(Bounding box annotation entries)
-*-*-

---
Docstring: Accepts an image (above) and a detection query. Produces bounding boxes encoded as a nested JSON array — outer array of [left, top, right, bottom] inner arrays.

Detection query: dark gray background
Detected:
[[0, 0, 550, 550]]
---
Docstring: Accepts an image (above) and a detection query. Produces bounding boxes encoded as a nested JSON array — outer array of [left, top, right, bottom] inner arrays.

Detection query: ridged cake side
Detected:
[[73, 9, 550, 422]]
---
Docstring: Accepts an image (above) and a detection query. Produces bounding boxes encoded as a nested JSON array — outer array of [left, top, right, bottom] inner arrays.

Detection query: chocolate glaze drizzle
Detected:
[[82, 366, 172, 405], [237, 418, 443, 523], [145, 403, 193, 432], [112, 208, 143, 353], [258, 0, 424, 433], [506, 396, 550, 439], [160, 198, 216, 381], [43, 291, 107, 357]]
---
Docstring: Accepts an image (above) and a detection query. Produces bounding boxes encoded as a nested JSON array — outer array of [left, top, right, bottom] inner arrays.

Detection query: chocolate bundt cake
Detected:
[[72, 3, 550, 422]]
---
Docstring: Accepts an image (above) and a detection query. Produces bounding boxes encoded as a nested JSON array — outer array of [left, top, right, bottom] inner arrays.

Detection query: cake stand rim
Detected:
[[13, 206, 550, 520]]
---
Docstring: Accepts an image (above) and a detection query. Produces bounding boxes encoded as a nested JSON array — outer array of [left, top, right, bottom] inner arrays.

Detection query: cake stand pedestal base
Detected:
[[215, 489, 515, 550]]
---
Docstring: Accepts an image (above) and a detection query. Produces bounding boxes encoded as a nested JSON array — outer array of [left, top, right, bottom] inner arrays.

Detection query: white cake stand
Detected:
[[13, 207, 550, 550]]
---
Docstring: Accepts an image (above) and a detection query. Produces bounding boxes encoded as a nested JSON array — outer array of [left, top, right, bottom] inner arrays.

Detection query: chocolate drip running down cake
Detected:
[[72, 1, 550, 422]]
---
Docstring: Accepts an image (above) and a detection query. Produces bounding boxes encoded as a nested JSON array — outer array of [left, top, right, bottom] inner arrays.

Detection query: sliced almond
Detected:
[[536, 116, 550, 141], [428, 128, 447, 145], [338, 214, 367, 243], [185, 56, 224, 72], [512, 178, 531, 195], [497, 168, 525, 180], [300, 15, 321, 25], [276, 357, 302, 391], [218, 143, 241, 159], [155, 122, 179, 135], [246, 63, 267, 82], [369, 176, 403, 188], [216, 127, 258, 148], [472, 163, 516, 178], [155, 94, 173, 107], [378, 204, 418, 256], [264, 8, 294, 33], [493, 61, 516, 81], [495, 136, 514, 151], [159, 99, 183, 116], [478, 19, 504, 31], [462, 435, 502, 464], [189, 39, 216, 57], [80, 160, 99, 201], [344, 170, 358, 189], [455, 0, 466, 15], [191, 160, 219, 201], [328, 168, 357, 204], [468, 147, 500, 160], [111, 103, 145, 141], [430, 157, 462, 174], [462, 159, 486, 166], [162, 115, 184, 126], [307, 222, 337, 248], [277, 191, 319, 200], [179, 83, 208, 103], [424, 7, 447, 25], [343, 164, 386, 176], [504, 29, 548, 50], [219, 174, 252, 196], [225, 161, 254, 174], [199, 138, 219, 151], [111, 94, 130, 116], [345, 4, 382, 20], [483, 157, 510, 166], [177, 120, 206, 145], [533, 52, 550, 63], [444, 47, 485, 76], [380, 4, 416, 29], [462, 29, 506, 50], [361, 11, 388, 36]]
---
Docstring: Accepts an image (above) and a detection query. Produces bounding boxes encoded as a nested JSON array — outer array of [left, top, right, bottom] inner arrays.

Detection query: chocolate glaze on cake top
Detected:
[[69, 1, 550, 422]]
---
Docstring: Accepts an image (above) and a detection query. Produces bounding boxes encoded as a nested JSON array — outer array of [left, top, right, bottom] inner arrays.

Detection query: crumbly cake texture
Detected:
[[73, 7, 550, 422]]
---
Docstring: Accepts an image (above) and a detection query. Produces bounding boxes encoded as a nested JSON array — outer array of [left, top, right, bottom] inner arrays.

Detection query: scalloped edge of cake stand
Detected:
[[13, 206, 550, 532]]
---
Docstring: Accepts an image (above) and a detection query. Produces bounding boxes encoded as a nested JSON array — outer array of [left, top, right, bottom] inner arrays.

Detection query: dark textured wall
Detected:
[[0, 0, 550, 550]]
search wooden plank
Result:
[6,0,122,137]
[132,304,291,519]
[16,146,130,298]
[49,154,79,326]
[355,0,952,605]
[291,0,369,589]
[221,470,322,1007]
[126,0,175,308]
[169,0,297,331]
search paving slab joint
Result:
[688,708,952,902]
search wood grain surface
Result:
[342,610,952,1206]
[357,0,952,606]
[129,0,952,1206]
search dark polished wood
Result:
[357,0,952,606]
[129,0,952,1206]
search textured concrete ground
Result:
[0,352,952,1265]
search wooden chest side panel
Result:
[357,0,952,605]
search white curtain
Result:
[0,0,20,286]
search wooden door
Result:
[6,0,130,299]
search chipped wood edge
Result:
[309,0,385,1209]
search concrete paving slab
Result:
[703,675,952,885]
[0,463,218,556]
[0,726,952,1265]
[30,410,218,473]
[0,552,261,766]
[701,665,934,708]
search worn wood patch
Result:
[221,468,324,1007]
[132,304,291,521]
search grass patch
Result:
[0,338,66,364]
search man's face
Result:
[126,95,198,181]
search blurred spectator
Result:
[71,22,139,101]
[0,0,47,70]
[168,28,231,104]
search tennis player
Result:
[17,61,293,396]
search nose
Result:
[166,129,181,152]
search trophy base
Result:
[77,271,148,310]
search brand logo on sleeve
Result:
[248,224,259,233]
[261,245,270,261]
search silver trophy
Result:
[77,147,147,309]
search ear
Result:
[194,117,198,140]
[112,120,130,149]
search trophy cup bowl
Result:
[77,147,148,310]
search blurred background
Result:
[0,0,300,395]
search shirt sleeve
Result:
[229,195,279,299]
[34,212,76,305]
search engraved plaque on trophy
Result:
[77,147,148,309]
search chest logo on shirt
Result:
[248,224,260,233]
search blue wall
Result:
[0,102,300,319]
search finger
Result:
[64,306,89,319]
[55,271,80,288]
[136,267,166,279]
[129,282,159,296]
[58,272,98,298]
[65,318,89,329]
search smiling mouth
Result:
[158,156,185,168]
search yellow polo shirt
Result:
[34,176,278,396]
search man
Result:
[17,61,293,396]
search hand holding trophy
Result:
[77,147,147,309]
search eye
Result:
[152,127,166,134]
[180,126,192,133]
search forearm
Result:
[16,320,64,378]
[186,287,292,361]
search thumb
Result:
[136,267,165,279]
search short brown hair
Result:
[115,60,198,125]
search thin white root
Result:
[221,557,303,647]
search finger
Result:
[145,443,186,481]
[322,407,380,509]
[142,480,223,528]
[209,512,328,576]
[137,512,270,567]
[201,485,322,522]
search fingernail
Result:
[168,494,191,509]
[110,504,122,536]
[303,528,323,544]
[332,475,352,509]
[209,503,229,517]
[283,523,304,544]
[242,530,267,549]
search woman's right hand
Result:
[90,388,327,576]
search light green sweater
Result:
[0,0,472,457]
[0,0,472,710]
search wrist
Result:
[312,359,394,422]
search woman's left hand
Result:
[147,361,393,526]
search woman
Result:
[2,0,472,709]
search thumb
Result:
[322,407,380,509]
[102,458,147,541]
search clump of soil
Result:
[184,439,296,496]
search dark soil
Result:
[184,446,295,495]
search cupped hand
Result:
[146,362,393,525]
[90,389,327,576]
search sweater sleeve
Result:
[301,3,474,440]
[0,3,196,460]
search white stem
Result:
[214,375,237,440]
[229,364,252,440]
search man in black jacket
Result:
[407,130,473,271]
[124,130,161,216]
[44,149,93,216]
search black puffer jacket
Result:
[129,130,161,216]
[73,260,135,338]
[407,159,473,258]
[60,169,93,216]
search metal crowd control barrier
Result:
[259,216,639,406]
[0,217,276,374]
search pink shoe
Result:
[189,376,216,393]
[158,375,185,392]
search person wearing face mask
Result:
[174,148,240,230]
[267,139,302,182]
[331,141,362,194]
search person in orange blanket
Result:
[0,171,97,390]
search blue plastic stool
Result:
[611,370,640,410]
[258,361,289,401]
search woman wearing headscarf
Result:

-*-*-

* [WHAT IS NEEDED]
Copy out, unchanged, the part of the data that opens with the line containing "search person wearing face mask" and closes with the final line of the data, including both of those lines.

* [EXERCISE RESPONSE]
search person wearing face mask
Result:
[174,148,240,230]
[267,139,302,182]
[331,141,362,194]
search person in orange blanket
Result:
[0,171,97,390]
search blue plastic stool
Result:
[611,370,640,410]
[258,361,289,401]
search woman wearing headscarf
Result:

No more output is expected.